STATED PROBLEM: Print the forum thread below, about using cryptography to secure an AI's rewards, word for word and in full.

TEXT TO READ:
It’s clear that in such a system, the ‘weak point’ would be the people in control of the private key.
If the AI is out of the box, I don’t think humans are the weak point.
Humans physically do something when they reward the AI. To get a reward, the AI has only to figure out what the humans would physically do and mimic that itself. If the human reward the AI by pressing a big red button, then the AI can just kill the human and press the big red button itself. It wouldn’t matter if the big red button uses 512 bit elliptic curve cryptography—the AI just has to find a paperweight and put it on the button.
If humans can perform RSA encryption#Encryption) silently in their heads, then you might be on to something. A human could memorize a private key and produce a cryptographically signed reward for the AI when the human deemed the AI worthy. The AI would not know the private key, would not be able to produce signed rewards, and would not be able to mimic humans. This setup works because it is cryptographically difficult to mimic a human doing RSA. But if the human did not perform the cryptography silently in their head, it would not be cryptographically difficult to mimic their rewarding behavior.
But I doubt that humans could perform RSA or elliptic curve cryptography mentally. Unless humans can compute trapdoor functions silently in their head, I don’t see how public key cryptography could buy you anything over a reward-button.
For the same reason that Linus Torvalds is not able to hack every single Linux system in existence, it is reasonable to assume that the probability of ‘backdoor’-type attacks could be reduced or eliminated.
If you’re not talking about a back door, then I’m not sure what you’re trying to say here. Are you implying that the AI will find the ‘reward producing machine’ and somehow use it to produce rewards? It doesn’t work that way because the machine would still need the key to produce a cryptographically-valid reward, and the key would not be stored on the machine. That’s the whole point of using cryptography. For instance, you could do something like http://en.wikipedia.org/wiki/Secret_sharing where the key is divided among several participants and never actually assembled in one place.

Named-object pointing records
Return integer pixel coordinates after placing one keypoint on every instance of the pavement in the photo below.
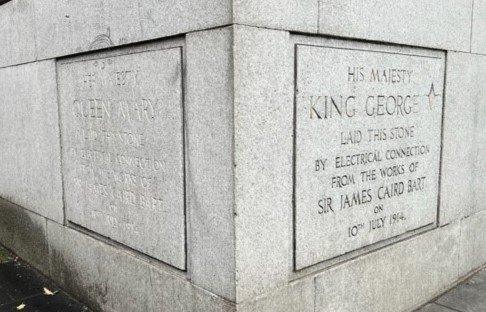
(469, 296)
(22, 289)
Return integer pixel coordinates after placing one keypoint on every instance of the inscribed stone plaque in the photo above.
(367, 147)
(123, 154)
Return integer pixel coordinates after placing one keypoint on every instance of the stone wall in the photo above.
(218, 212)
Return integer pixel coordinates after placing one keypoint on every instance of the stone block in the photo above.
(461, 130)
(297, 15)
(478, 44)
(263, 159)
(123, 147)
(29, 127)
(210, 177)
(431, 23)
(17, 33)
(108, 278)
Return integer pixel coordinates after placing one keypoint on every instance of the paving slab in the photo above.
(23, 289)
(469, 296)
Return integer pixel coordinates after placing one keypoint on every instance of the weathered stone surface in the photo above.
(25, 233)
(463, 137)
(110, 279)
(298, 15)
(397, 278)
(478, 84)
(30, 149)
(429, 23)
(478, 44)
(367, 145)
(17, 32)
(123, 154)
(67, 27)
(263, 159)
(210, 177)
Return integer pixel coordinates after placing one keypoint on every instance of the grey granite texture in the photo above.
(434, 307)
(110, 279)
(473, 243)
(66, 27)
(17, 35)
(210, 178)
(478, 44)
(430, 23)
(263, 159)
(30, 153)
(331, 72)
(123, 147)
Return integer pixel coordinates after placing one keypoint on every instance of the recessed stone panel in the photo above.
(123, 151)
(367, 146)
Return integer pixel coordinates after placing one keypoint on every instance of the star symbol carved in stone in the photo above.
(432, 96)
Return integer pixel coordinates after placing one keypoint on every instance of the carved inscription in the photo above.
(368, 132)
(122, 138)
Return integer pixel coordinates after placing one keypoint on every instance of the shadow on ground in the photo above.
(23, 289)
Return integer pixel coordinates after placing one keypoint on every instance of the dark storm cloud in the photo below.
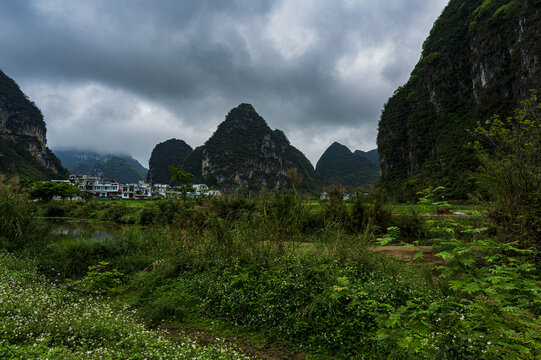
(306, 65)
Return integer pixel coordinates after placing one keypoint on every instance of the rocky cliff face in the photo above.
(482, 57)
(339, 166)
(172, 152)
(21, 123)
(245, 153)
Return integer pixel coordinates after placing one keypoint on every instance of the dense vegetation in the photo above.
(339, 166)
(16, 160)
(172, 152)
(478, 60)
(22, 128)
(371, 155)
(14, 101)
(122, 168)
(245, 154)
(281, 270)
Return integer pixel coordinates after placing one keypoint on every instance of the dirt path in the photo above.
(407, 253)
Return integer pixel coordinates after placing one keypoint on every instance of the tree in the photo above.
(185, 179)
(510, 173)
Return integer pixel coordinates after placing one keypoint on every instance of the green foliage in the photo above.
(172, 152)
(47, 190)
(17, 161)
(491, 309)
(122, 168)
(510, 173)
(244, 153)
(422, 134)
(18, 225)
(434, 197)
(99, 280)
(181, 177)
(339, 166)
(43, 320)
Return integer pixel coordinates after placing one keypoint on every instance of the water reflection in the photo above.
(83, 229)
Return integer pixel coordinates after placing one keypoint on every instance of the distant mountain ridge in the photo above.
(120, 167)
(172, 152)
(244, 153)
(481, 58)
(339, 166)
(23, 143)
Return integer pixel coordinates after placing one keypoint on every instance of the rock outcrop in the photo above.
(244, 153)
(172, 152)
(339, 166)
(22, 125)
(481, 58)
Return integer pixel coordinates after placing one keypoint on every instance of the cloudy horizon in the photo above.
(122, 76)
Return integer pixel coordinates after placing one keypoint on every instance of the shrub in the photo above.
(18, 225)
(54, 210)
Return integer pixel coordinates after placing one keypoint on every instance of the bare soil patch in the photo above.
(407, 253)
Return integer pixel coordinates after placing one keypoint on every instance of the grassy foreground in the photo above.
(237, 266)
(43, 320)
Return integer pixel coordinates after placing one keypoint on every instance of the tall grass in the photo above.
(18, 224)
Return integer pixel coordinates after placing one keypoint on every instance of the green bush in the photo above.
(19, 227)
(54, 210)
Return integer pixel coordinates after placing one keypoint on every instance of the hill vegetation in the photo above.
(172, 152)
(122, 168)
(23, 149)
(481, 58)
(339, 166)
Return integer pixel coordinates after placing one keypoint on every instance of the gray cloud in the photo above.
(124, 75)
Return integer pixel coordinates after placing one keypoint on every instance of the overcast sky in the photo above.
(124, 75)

RESULT OF THE TASK:
It’s clear that in such a system, the ‘weak point’ would be the people in control of the private key.
If the AI is out of the box, I don’t think humans are the weak point.
Humans physically do something when they reward the AI. To get a reward, the AI has only to figure out what the humans would physically do and mimic that itself. If the human reward the AI by pressing a big red button, then the AI can just kill the human and press the big red button itself. It wouldn’t matter if the big red button uses 512 bit elliptic curve cryptography—the AI just has to find a paperweight and put it on the button.
If humans can perform RSA encryption#Encryption) silently in their heads, then you might be on to something. A human could memorize a private key and produce a cryptographically signed reward for the AI when the human deemed the AI worthy. The AI would not know the private key, would not be able to produce signed rewards, and would not be able to mimic humans. This setup works because it is cryptographically difficult to mimic a human doing RSA. But if the human did not perform the cryptography silently in their head, it would not be cryptographically difficult to mimic their rewarding behavior.
But I doubt that humans could perform RSA or elliptic curve cryptography mentally. Unless humans can compute trapdoor functions silently in their head, I don’t see how public key cryptography could buy you anything over a reward-button.
For the same reason that Linus Torvalds is not able to hack every single Linux system in existence, it is reasonable to assume that the probability of ‘backdoor’-type attacks could be reduced or eliminated.
If you’re not talking about a back door, then I’m not sure what you’re trying to say here. Are you implying that the AI will find the ‘reward producing machine’ and somehow use it to produce rewards? It doesn’t work that way because the machine would still need the key to produce a cryptographically-valid reward, and the key would not be stored on the machine. That’s the whole point of using cryptography. For instance, you could do something like http://en.wikipedia.org/wiki/Secret_sharing where the key is divided among several participants and never actually assembled in one place.